WHAT THIS TASK INVOLVES
Reproduce the stretch of the forum thread on Canadian accounting software from "## nxnw (Dec" through "(Feb 16, 2001)", substituting "the competitor" for "Intuit" throughout.

EXCERPT PROVIDED
# best business accounting software for osx in canada



## sloow (Jan 25, 2001)

I'm currently using MYOB that's about 5 years old and would love to convert to OSX. This is my last app that needs classic. Any suggestions about a *suitable replacement*. I do like this software. Does the job pretty well, but it isn't being made for Canada any more. 

Any thoughts?


----------



## BrianD (Oct 11, 2004)

Someone just posted that the Canadian 2005 Tax Tables for MYOB AccountEdge v.2 is now available.

http://www.ehmac.ca/ubb/ultimatebb.php?ubb=get_topic;f=1;t=009825

So someone must be using the Mac OS X version of MYOB.

Brian


----------



## simon (Nov 2, 2002)

I was a dedicated MYOB user too and that running to Classic drived me nuts too ... I ended up to switching my books to Quickbooks Pro 6 (I believe that this is what MYOB was supposed to be after Intuit bought MYOB in Canada). 

The switch was easy and find Quickbooks much more easier to use better than MYOB but since I don't have payroll I can't comment on that side.


----------



## nxnw (Dec 22, 2002)

The problem is that MYOB abandoned the Canadian market to Intuit very shortly after Accountedge became available for OS X. The MYOB Canadian version is almost impossible to find (and is not for sale commercially). It is also a couple of versions behind the US version and unsupported.

Intuit sells a Canadian mac accounting package that is a slightly stripped down version of the last Canadian version of accountedge. It has not been developed or advanced since it was bough from MYOB, as far as I can tell, and (to add insult to injury) is much more expensive than the original MYOB product.

A pox on both their houses.


----------



## CubaMark (Feb 16, 2001)

Looking for an update on this situation. I have a client who is using an oooold version of MYOB, and we've just moved her office to OS X.

I see that the Canadian Tax Tables are now available for $139 for the U.S. version of MYOB (I guess?)... and she'd have to buy a new version of MYOB (OS X) on top of that. 

What is the recommended choice here? Move to the Inuit version of the software (Since MYOB sold out Canadian operations... actually, I can't seem to find the Mac version on Intuit's website... not even system requirements for any system. Odd...)

My client is a local arts non-profit organization with two employees.

Suggestions more than welcome.

M


----------



## Bill Gordon (Feb 24, 2004)

Since MYOB sold their Canadian division to Intuit in Nov 2001 and Intuit subsequently discontinued all sales and support of all MYOB (Mac & PC) versions, is it legally OK to offer copies of this software to interested parties?

[Some rows]

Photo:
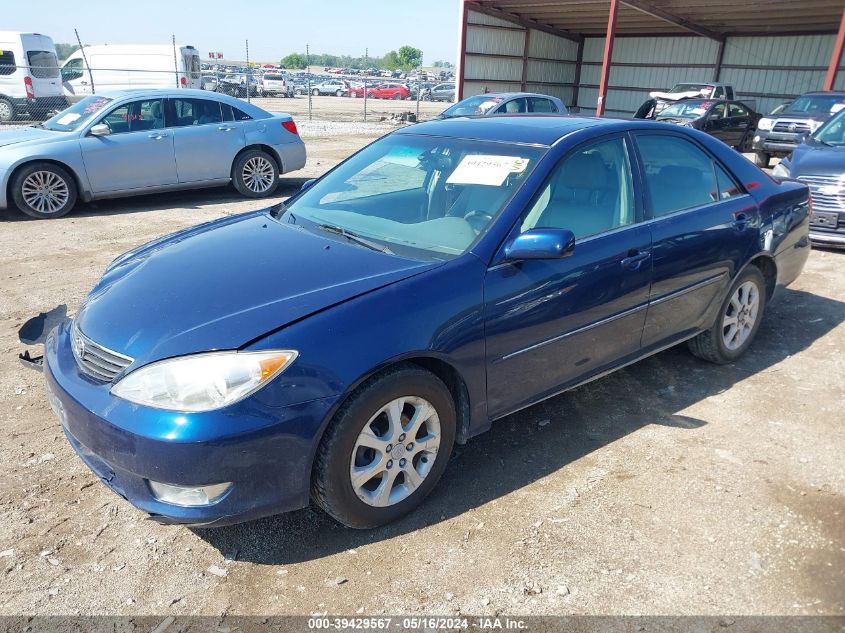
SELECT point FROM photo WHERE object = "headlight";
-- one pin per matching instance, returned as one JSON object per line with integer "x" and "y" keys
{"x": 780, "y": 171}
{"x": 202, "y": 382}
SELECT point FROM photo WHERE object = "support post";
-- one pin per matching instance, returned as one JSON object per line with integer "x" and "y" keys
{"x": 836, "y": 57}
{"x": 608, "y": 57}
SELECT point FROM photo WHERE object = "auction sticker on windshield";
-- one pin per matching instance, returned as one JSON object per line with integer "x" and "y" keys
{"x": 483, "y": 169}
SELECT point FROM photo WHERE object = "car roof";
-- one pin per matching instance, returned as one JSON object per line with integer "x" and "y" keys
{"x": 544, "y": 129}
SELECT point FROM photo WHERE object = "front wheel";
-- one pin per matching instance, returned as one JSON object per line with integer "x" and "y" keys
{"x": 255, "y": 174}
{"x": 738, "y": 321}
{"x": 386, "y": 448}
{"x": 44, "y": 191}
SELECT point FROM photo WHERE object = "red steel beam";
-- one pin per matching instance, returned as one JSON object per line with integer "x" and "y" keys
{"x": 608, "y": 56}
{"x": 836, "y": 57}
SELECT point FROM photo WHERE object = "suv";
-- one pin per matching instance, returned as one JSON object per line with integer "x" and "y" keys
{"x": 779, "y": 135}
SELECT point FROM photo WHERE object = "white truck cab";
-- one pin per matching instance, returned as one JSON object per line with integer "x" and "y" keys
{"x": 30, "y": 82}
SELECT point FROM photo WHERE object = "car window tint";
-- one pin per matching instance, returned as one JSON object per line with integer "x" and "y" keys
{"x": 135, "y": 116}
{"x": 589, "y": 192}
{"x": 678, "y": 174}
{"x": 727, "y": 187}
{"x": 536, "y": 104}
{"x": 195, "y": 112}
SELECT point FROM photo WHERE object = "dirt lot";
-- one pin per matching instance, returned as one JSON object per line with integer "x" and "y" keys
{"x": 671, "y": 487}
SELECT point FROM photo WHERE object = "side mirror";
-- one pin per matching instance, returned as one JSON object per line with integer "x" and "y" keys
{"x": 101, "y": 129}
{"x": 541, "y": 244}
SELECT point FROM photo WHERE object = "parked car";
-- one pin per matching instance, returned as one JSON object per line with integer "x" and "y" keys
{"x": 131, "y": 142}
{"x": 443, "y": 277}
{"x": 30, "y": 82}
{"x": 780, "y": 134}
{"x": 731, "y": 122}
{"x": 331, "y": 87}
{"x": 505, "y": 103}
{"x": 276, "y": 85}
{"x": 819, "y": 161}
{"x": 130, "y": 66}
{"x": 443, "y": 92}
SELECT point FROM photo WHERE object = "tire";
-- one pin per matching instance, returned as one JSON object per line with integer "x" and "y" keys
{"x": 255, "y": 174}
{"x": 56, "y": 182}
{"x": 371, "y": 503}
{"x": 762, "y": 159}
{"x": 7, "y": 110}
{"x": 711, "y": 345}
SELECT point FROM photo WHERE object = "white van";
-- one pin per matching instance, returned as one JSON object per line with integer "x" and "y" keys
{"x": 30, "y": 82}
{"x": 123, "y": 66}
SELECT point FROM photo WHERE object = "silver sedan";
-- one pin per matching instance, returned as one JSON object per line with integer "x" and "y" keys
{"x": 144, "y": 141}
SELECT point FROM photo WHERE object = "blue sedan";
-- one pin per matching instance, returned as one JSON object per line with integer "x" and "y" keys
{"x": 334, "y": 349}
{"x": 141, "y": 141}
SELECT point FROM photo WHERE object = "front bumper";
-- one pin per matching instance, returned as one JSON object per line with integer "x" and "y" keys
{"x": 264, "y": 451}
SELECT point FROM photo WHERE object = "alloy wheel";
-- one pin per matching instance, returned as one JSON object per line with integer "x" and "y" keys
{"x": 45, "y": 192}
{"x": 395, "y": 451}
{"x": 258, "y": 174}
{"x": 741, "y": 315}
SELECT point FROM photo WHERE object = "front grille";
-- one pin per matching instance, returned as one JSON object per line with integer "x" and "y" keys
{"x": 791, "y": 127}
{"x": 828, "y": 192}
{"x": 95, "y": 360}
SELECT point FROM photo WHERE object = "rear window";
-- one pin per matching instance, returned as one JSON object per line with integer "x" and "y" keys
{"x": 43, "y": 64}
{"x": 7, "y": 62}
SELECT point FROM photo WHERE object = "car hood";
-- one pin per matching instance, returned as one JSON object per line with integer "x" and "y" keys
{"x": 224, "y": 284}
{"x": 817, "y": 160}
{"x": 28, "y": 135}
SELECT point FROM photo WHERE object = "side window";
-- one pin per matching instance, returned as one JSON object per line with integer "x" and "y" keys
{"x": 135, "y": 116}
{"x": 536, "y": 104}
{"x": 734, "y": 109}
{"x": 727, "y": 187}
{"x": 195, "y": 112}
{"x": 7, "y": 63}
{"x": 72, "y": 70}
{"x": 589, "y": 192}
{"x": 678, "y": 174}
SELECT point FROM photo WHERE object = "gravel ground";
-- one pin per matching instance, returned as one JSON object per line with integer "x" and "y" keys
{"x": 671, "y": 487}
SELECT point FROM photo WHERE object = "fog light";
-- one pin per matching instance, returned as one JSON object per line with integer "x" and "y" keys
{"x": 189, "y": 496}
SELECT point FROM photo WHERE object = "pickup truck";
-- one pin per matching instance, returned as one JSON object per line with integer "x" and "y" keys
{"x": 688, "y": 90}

ANSWER TO THE PROBLEM
## nxnw (Dec 22, 2002)

The problem is that MYOB abandoned the Canadian market to the competitor very shortly after Accountedge became available for OS X. The MYOB Canadian version is almost impossible to find (and is not for sale commercially). It is also a couple of versions behind the US version and unsupported.

the competitor sells a Canadian mac accounting package that is a slightly stripped down version of the last Canadian version of accountedge. It has not been developed or advanced since it was bough from MYOB, as far as I can tell, and (to add insult to injury) is much more expensive than the original MYOB product.

A pox on both their houses.


----------



## CubaMark (Feb 16, 2001)